Convert the listing, from the line containing "[locate] rose bud" down through the line containing "<point>293,338</point>", both included, into a JSON list with one string per line and blank lines omitted. Include no other lines.

Records in a dataset
--- begin ---

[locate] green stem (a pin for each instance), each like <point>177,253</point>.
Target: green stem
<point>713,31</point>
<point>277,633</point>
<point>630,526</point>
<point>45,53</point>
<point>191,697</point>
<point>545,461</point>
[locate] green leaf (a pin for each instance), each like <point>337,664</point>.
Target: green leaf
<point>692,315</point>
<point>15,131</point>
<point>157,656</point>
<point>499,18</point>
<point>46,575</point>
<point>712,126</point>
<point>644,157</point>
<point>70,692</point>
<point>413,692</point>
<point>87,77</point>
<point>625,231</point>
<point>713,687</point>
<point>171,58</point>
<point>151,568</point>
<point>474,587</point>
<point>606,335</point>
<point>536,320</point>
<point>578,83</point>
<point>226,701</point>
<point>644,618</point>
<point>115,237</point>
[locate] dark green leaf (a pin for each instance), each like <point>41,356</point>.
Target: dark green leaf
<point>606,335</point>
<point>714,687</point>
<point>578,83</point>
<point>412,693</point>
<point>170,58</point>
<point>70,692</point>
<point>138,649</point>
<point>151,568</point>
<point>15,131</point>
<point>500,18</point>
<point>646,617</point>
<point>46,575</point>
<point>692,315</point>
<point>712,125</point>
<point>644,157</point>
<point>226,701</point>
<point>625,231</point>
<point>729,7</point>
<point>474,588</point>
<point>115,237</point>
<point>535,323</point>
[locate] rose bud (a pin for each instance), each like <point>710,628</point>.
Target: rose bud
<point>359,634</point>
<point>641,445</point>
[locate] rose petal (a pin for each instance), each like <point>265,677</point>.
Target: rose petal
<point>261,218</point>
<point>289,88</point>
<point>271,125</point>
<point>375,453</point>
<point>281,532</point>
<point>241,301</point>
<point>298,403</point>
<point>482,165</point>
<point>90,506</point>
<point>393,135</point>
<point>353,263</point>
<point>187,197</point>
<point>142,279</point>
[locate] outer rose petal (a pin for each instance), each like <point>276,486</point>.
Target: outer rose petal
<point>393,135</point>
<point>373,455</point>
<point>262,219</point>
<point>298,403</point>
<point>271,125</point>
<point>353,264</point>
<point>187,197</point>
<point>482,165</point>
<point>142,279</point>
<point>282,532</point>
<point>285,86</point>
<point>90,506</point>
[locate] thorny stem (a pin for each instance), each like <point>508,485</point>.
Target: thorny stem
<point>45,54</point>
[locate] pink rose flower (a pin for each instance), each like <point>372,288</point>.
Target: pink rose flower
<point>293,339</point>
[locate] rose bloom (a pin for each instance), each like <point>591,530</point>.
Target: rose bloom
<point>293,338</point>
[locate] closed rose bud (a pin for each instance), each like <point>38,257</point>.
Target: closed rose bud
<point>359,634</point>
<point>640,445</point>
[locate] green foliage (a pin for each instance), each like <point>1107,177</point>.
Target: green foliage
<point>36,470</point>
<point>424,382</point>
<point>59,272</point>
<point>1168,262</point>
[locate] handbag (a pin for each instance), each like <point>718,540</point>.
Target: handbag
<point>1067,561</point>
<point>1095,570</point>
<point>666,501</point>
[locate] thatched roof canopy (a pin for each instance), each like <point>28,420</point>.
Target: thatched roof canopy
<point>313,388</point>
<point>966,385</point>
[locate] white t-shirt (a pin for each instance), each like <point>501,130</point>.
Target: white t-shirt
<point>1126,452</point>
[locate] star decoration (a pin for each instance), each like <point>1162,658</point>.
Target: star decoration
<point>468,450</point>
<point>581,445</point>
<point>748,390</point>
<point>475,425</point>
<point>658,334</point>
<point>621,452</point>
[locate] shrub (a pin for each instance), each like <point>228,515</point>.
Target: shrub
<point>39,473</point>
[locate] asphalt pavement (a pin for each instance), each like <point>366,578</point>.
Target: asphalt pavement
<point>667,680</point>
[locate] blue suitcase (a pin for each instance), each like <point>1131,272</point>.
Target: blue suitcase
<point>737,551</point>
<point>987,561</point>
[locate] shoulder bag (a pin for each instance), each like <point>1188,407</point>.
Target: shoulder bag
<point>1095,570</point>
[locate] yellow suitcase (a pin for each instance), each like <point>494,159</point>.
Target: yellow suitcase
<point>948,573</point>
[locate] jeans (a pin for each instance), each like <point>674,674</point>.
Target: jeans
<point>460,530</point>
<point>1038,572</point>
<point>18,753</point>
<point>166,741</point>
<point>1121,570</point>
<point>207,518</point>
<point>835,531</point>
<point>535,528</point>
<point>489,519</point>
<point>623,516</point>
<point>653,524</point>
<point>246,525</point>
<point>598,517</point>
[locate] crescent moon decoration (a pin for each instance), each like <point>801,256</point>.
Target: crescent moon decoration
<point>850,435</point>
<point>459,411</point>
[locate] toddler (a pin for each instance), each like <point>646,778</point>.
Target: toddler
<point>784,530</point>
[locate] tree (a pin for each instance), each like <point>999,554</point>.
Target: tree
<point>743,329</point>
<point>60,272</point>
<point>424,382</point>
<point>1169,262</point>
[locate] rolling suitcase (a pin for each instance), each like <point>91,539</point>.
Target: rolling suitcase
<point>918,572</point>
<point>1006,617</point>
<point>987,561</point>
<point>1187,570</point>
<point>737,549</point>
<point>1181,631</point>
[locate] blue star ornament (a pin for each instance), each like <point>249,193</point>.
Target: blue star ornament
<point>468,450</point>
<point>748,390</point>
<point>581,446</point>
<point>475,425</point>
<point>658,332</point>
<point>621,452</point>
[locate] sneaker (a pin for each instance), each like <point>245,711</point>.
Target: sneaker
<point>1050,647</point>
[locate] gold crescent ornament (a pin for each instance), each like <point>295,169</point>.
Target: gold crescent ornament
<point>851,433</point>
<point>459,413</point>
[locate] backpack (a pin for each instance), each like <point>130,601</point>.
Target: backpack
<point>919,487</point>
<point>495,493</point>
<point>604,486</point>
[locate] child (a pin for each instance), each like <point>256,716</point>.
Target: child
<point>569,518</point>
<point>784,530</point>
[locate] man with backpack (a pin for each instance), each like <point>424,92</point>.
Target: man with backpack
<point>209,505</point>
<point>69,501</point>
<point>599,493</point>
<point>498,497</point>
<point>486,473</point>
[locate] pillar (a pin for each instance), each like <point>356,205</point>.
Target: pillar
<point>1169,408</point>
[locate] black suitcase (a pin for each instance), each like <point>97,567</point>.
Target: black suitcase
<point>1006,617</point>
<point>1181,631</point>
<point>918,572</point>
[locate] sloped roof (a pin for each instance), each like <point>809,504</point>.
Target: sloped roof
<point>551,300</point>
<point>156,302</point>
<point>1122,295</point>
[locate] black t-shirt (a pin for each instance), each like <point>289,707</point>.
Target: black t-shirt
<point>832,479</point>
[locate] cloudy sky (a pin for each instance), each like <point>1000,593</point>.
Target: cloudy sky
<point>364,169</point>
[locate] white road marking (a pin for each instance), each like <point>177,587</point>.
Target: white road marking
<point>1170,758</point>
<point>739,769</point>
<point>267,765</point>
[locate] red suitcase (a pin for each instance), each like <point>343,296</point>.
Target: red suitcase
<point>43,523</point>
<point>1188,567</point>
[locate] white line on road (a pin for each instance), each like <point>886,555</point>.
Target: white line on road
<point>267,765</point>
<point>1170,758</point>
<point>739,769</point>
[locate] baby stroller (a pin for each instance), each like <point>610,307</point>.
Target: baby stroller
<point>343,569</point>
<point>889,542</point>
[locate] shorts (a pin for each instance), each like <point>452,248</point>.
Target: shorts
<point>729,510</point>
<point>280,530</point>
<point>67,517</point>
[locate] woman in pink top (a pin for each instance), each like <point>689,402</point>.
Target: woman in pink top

--- end ---

- Worked answer
[
  "[locate] rose bud (a pin for each instance), each like <point>710,628</point>.",
  "Target: rose bud",
  "<point>359,634</point>",
  "<point>641,445</point>",
  "[locate] rose petal (a pin for each instance), each like <point>265,677</point>.",
  "Target: rose petal",
  "<point>261,218</point>",
  "<point>289,88</point>",
  "<point>271,125</point>",
  "<point>375,453</point>",
  "<point>281,532</point>",
  "<point>241,301</point>",
  "<point>298,403</point>",
  "<point>482,165</point>",
  "<point>90,506</point>",
  "<point>393,135</point>",
  "<point>353,263</point>",
  "<point>187,197</point>",
  "<point>142,279</point>",
  "[locate] outer rose petal (a pin for each instance), each like <point>276,486</point>.",
  "Target: outer rose petal",
  "<point>393,135</point>",
  "<point>373,455</point>",
  "<point>262,219</point>",
  "<point>298,403</point>",
  "<point>271,125</point>",
  "<point>353,264</point>",
  "<point>187,197</point>",
  "<point>482,165</point>",
  "<point>142,279</point>",
  "<point>282,532</point>",
  "<point>285,86</point>",
  "<point>90,506</point>",
  "[locate] thorny stem (a pin for each instance), each like <point>508,485</point>.",
  "Target: thorny stem",
  "<point>45,54</point>",
  "[locate] pink rose flower (a pin for each instance), each like <point>372,288</point>.",
  "Target: pink rose flower",
  "<point>293,339</point>",
  "[locate] rose bloom (a pin for each instance), each like <point>591,530</point>.",
  "Target: rose bloom",
  "<point>293,338</point>"
]